• [Dataset records]
[Start of section]

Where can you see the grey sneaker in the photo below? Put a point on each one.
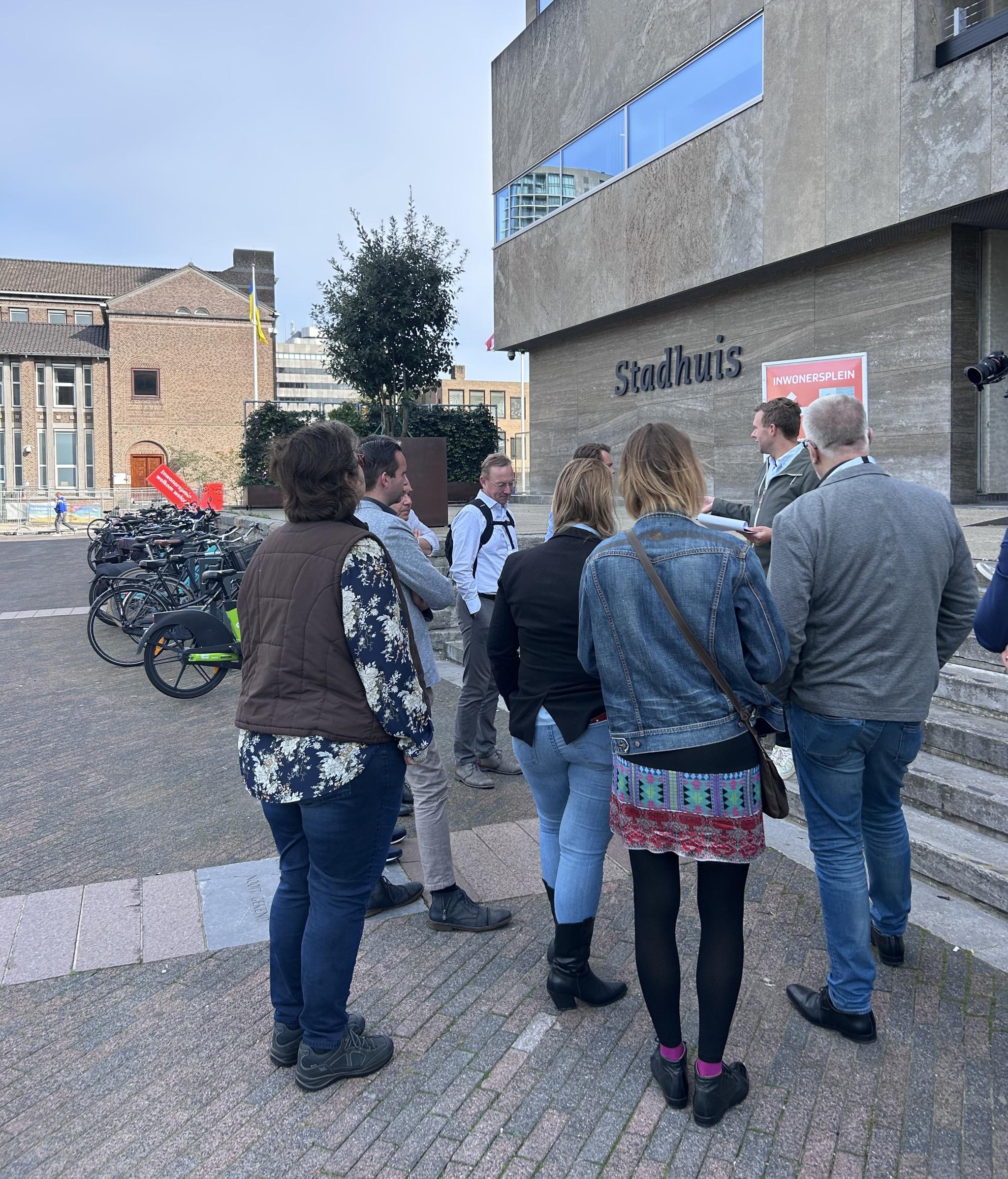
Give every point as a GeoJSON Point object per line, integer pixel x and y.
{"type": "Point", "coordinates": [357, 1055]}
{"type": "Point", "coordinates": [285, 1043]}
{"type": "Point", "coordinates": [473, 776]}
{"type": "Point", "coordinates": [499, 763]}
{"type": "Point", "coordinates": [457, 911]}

[End of section]

• [Exercise] From the listing, extract all text exactly as given and drop any picture.

• [Answer section]
Where can you see the grey sneaker in the photo below? Put a point on each one.
Give every point as a GeoJSON Point object per line, integer pixel x and y.
{"type": "Point", "coordinates": [357, 1055]}
{"type": "Point", "coordinates": [285, 1043]}
{"type": "Point", "coordinates": [473, 776]}
{"type": "Point", "coordinates": [499, 763]}
{"type": "Point", "coordinates": [457, 911]}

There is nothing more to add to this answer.